Exercise task 1: In the notes on the fast RX path below, what is the name of the new per-station structure that caches data needed for the RX path?

Selected excerpt:

* BEGIN *

The regular RX path has a lot of code, but with a few
assumptions on the hardware it's possible to reduce the
amount of code significantly. Currently the assumptions
on the driver are the following:
* hardware/driver reordering buffer (if supporting aggregation)
* hardware/driver decryption & PN checking (if using encryption)
* hardware/driver did de-duplication
* hardware/driver did A-MSDU deaggregation
* AP_LINK_PS is used (in AP mode)
* no client powersave handling in mac80211 (in client mode)
of which some are actually checked per packet:
* de-duplication
* PN checking
* decryption
and additionally packets must
* not be A-MSDU (have been deaggregated by driver/device)
* be data packets
* not be fragmented
* be unicast
* have RFC 1042 header
Additionally dynamically we assume:
* no encryption or CCMP/GCMP, TKIP/WEP/other not allowed
* station must be authorized
* 4-addr format not enabled
Some data needed for the RX path is cached in a new per-station
"fast_rx" structure, so that we only need to look at this and
the packet, no other memory when processing packets on the fast
RX path.

* END *

Material for this task:
* BEGIN *

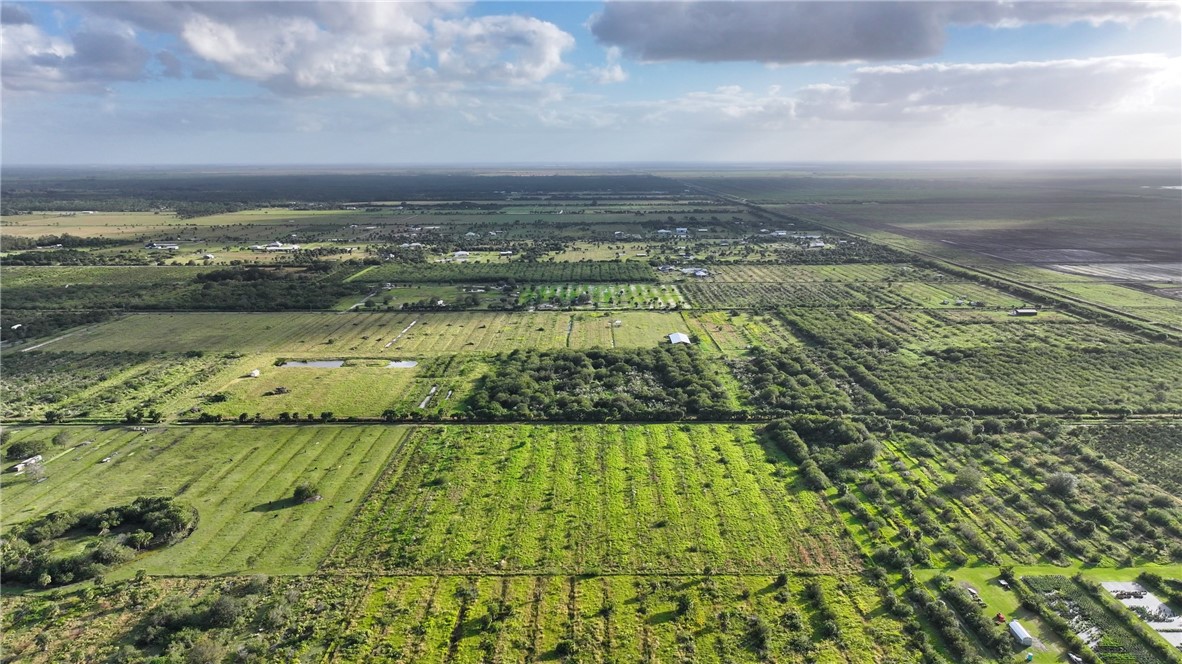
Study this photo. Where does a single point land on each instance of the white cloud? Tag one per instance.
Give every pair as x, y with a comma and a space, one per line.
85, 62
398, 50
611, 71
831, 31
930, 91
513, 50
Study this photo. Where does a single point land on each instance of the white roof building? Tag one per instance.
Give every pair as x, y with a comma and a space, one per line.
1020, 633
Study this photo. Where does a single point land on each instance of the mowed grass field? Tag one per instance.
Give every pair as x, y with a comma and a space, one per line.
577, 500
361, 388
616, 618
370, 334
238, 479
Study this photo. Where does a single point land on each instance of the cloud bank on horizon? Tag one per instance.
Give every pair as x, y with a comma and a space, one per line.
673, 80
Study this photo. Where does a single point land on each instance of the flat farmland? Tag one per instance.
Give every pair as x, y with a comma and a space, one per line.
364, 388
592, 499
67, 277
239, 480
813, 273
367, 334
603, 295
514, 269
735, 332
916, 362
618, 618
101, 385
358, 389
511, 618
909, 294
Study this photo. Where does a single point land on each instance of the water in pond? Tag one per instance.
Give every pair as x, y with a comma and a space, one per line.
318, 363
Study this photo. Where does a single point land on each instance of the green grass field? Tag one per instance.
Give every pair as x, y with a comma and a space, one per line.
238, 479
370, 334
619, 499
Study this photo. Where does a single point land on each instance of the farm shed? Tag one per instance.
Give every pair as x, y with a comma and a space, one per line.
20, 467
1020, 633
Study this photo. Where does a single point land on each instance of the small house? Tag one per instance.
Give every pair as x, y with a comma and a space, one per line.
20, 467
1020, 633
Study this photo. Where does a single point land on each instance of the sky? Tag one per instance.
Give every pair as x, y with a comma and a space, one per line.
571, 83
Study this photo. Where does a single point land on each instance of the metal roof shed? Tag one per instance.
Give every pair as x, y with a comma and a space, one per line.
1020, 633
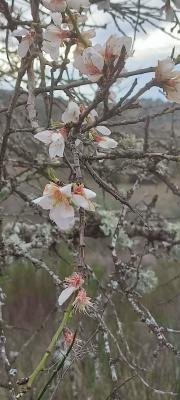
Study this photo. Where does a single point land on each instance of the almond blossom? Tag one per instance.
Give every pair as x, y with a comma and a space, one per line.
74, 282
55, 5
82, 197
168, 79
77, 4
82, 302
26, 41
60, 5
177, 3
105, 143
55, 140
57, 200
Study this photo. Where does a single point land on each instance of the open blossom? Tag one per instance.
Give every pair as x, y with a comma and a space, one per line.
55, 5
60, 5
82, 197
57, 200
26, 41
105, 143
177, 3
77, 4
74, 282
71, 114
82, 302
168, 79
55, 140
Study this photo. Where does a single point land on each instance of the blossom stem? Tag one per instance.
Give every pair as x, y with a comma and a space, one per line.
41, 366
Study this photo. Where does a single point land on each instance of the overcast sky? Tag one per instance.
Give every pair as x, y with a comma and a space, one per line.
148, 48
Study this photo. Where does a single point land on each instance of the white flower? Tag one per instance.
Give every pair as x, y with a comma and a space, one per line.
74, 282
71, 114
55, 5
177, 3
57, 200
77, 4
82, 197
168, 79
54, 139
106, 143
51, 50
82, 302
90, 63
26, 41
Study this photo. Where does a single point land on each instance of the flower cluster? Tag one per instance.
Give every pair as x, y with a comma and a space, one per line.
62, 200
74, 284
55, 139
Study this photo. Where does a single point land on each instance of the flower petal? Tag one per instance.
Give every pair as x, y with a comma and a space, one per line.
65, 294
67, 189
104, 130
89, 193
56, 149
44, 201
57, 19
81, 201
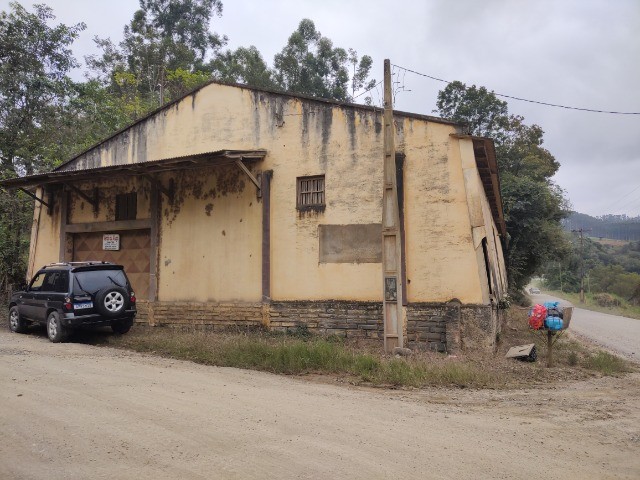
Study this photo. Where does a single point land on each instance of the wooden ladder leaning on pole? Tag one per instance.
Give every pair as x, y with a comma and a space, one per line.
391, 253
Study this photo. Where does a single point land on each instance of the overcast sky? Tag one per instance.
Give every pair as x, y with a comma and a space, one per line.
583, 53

* END *
* BEGIN *

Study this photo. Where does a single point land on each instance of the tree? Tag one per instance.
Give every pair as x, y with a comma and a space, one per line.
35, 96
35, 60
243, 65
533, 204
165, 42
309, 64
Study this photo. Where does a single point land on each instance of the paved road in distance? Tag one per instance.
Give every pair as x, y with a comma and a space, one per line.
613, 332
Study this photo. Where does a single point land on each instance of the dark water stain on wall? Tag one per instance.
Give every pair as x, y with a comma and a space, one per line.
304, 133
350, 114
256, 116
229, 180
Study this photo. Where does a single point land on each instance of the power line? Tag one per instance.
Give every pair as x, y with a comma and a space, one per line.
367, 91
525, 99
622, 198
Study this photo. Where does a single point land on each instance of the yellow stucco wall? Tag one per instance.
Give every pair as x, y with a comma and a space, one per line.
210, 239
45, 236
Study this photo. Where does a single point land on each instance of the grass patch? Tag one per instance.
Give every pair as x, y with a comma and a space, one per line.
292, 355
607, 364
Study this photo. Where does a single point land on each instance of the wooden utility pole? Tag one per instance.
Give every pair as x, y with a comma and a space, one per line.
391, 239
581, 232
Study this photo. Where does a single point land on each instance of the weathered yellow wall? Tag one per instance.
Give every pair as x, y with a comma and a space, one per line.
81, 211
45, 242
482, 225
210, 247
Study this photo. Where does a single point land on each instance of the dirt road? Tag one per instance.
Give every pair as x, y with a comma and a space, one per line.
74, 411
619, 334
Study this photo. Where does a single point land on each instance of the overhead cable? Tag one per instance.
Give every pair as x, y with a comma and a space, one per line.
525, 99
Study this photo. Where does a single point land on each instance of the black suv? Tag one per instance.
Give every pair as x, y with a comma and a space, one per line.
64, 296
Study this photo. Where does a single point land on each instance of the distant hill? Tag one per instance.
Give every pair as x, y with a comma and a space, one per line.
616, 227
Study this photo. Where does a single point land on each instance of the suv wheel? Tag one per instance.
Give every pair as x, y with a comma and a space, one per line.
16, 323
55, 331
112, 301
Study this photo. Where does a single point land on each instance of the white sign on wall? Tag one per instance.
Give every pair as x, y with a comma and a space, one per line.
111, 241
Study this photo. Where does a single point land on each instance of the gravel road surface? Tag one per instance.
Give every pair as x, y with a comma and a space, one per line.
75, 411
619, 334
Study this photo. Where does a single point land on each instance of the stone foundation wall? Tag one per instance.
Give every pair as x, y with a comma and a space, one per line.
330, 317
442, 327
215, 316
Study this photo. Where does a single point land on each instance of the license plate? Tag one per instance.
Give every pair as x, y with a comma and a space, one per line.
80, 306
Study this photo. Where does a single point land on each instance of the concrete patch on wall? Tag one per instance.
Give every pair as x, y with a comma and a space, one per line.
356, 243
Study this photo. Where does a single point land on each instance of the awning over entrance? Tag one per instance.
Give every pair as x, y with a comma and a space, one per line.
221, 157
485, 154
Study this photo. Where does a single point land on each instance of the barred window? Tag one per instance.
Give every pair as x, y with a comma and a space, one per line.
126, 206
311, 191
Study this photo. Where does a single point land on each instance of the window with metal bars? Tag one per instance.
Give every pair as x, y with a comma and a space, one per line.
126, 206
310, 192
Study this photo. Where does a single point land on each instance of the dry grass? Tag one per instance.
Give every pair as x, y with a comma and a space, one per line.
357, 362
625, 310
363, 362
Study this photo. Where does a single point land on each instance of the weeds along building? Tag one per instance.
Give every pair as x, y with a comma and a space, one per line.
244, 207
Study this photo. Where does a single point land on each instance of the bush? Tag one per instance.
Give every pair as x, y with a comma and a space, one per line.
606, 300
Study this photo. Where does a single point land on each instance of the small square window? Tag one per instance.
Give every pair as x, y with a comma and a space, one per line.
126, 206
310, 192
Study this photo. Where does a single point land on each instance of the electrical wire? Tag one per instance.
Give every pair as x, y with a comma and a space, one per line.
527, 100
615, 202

* END *

Exercise task 2: Identify every line of the records above that contains the string "grass", with case counting, and copy each such line.

Final answer 1: The "fast_rx" structure.

Final answer 2:
Study this photo. Where does a single point land on each instance of the mowed grass field? Tag one per instance.
Study this photo. Where does a single point land on each instance of the green grass field? Tag one per instance.
Study this photo. Where does a single point land on each instance of the grass patch? Tag one per instance.
Study this photo. Where does a single point land on each instance of the dry grass? Tag one per instance.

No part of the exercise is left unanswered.